### Extrait fourni

R.M : La batterie bien sûr, jouée avec la vision du percussionniste, des cymbales, des objets métalliques, mais aussi des percussions populaires « neutres » telles que le tambour basse qu'on retrouve depuis l'Antiquité sur tout le pourtour méditerranéen, ou encore le tama - tambour à aisselle - d'Afrique de l'Ouest. Ils sont utilisés de façons différentes dans chaque région. Les sons de ces instruments m'intéressent car ils ont traversé le temps sans qu'on les remarque. Je peux les réapproprier à ma manière. Leur sens n'a pas été saisi par un milieu savant qui codifie, comme dans le cas des tablas, du zarb.
Quelles sont les méthodes de travail, comment composez-vous ?
S.T. : Alors déjà, un bon rendez-vous à 10h pour le p'tit dèj', ne pas oublier d'aller manger à midi au Clos Suiphon, et après on verra... Non, plus sérieusement, notre méthode, c'est surtout de jouer, on se voit selon nos disponibilités, on s'assoie et on joue. Parfois sans se parler. Il se passe des choses, on improvise, on enregistre, on réécoute, on construit et on laisse le temps aux morceaux d'arriver à maturation. On essaie aussi de développer le travail du chant. On parle beaucoup en termes d'images, de sensations, on se raconte des histoires, ça peut faire référence à des choses historiques comme à des choses qui relèvent de la pure imagination.
R.M : Il y a aussi un boulot sur le peu de paroles, sur les mots plus que les phrases, comme si on essayait de tirer d'un texte l'essentiel. Disons que notre approche est intuitive, et la part d'improvisation dans nos répétitions fait partie des opérations qui mènent à un résultat de composition de groupe. Il est difficile de savoir qui compose les morceaux. Il y a une interaction énorme, inépuisable, qui nous permet de nous renouveler, et chacun encourage l'évolution individuelle de l'autre pour pouvoir faire sonner son instrument... Le rapport que nous avons à la musique est aussi un rapport « scientifique » dans son sens général. Notre formation universitaire, Sébastien en Sciences Physiques et moi en Sciences Humaines, nous a familiarisé avec la théorie et les méthodes, la réflexivité et la création. Tout ça nous donne envie de faire exister un lien entre l'art et la science...

######
### Données fournies

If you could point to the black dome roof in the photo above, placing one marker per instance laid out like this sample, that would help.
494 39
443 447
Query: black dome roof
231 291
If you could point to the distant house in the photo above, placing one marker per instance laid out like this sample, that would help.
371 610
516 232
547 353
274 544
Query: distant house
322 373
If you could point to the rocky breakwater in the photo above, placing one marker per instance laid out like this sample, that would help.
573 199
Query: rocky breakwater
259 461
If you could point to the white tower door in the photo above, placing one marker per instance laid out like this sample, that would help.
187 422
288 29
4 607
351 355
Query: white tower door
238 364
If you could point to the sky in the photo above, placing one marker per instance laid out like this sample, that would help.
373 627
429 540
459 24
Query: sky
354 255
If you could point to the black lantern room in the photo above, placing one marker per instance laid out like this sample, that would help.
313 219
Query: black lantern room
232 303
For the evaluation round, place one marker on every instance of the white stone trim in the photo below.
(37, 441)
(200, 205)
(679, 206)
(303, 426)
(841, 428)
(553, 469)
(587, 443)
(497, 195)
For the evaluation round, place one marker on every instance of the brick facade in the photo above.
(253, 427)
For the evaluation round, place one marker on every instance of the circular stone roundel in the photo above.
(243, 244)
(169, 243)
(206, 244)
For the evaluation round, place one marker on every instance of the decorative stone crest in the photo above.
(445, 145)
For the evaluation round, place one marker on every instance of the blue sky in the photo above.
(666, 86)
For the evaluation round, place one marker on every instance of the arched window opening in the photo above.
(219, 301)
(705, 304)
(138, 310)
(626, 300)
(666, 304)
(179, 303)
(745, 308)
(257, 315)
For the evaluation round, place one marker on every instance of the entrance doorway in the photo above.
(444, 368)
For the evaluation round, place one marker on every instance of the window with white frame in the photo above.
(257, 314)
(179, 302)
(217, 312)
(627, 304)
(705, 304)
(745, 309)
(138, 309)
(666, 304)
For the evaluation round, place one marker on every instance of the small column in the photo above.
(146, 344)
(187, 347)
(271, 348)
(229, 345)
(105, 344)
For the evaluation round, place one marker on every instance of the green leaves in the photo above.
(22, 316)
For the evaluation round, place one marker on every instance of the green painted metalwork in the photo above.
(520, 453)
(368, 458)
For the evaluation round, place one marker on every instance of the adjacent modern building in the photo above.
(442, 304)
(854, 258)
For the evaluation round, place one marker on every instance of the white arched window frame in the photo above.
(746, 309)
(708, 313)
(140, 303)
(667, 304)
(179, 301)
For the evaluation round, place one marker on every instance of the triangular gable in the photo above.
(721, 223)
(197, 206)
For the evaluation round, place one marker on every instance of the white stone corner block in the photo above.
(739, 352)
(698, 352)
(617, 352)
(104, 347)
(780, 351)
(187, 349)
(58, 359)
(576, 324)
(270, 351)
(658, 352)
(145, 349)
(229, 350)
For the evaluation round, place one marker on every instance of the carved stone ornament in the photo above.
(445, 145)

######

» Petit exercice: D'après l'extrait fourni, dans quel domaine Sébastien a-t-il suivi sa formation universitaire ?

» Réponse attendue: En sciences physiques.